## Excerpted data
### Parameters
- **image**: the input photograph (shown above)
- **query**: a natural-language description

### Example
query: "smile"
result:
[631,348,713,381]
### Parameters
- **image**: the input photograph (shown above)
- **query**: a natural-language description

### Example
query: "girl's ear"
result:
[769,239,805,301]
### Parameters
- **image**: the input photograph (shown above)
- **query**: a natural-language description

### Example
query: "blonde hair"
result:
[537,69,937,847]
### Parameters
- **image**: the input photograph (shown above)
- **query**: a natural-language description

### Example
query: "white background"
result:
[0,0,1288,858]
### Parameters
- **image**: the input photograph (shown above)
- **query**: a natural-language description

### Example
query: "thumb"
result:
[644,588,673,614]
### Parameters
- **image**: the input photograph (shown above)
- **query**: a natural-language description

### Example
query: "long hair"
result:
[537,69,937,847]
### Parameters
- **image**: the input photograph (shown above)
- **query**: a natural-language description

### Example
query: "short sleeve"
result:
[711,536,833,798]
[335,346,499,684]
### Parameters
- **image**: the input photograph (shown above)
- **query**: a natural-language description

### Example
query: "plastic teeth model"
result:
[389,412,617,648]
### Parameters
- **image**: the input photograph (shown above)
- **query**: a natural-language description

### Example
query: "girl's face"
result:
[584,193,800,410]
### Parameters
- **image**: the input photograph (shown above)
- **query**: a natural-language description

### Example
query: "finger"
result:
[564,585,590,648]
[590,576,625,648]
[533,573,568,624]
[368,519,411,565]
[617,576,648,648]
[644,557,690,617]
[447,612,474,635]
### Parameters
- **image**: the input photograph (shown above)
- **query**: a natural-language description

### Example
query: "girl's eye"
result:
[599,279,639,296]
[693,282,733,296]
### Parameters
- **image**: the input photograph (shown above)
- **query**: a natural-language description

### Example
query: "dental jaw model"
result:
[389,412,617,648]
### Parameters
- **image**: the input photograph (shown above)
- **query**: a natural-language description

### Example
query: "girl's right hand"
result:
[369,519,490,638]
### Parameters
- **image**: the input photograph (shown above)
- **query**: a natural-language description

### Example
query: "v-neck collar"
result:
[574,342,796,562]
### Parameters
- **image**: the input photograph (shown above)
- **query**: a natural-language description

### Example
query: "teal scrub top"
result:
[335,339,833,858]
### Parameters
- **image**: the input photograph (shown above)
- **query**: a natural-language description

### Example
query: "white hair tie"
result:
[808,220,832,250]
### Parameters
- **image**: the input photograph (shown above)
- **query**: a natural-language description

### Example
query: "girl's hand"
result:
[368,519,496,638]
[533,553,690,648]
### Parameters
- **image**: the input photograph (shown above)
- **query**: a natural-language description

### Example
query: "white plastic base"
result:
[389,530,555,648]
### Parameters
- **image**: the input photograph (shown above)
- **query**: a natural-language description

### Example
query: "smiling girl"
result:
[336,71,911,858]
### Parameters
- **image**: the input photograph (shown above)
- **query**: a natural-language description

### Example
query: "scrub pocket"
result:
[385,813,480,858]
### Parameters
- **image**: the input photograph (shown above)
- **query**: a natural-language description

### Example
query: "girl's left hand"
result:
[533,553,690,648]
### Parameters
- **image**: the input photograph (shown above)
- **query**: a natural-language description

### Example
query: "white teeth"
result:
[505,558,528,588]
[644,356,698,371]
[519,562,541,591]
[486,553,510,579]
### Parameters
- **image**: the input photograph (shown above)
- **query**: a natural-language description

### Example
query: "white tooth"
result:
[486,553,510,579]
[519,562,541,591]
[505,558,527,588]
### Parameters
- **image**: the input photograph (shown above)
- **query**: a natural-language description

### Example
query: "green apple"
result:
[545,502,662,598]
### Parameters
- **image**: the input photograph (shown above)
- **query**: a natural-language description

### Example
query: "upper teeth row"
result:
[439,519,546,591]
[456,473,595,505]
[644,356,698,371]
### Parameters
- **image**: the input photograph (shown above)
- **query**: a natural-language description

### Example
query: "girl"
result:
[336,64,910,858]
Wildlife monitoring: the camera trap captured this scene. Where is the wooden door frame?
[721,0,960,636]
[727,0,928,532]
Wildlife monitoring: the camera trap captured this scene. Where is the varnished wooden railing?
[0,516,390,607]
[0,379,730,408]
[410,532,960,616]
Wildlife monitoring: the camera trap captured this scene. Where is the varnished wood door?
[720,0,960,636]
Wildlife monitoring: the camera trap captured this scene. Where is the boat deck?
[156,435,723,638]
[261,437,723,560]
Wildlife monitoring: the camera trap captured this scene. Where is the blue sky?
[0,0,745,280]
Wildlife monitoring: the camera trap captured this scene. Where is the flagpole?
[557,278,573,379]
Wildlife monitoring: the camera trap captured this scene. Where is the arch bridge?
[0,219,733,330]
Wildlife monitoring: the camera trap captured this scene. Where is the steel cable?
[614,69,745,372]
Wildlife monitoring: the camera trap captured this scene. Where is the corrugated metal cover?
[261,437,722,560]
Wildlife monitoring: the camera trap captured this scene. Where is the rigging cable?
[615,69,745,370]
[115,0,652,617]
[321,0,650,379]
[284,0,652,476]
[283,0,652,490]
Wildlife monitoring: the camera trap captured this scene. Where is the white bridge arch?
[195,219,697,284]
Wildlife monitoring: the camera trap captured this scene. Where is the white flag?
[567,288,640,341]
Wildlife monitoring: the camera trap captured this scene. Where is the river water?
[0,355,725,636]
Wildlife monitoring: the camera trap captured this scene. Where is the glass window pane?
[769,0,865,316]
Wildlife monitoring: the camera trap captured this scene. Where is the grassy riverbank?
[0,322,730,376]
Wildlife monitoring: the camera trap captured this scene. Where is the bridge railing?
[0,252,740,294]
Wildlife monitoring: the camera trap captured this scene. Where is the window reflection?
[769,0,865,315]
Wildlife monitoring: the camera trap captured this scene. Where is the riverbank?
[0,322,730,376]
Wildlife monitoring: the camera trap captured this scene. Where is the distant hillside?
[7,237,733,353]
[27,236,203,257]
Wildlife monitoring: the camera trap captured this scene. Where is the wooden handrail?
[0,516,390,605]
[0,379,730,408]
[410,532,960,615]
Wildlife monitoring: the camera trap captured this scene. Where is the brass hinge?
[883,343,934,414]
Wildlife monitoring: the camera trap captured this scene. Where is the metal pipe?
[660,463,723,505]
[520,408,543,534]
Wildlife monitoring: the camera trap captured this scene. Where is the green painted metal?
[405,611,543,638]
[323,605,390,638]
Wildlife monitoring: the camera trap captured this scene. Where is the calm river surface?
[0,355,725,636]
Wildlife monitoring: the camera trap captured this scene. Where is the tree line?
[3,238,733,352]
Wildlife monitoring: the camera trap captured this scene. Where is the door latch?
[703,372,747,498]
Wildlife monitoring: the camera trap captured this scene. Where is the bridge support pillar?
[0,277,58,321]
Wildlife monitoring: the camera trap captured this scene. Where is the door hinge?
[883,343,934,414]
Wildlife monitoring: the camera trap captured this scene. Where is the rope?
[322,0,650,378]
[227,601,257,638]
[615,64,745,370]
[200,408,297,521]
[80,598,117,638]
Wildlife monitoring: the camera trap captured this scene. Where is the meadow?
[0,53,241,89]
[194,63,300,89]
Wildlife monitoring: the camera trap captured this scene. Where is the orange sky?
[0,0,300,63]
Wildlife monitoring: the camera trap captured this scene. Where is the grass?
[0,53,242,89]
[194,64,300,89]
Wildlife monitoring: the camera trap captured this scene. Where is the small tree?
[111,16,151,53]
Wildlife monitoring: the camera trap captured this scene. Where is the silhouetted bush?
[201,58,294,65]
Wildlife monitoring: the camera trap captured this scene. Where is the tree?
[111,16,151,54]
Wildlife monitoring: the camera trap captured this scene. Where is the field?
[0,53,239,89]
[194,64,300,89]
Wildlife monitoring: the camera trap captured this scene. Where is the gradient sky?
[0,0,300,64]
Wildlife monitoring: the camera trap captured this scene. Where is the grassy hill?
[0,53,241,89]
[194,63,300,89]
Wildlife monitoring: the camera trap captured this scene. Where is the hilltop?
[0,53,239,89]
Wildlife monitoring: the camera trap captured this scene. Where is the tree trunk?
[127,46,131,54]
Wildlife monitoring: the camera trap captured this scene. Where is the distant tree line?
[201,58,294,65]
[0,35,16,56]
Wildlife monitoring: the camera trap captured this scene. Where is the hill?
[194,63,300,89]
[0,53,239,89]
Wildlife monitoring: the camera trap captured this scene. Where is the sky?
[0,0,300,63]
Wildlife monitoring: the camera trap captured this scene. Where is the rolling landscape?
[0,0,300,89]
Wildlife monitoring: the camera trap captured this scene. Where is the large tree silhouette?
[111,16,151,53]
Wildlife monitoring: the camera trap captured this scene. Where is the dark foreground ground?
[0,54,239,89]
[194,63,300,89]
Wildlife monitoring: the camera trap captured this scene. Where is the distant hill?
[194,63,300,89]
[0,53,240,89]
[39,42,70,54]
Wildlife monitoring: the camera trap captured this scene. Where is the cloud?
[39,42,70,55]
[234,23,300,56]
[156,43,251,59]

## Exercise goal
Extract each line of the records above that contains the string "window", treating uppercase and lowercase letters as distinct.

## Solution below
Wildlife monitoring: the camera trap captured this scene. Where is the glass window pane?
Wildlife monitoring: the camera trap captured this scene. Where is the window reflection?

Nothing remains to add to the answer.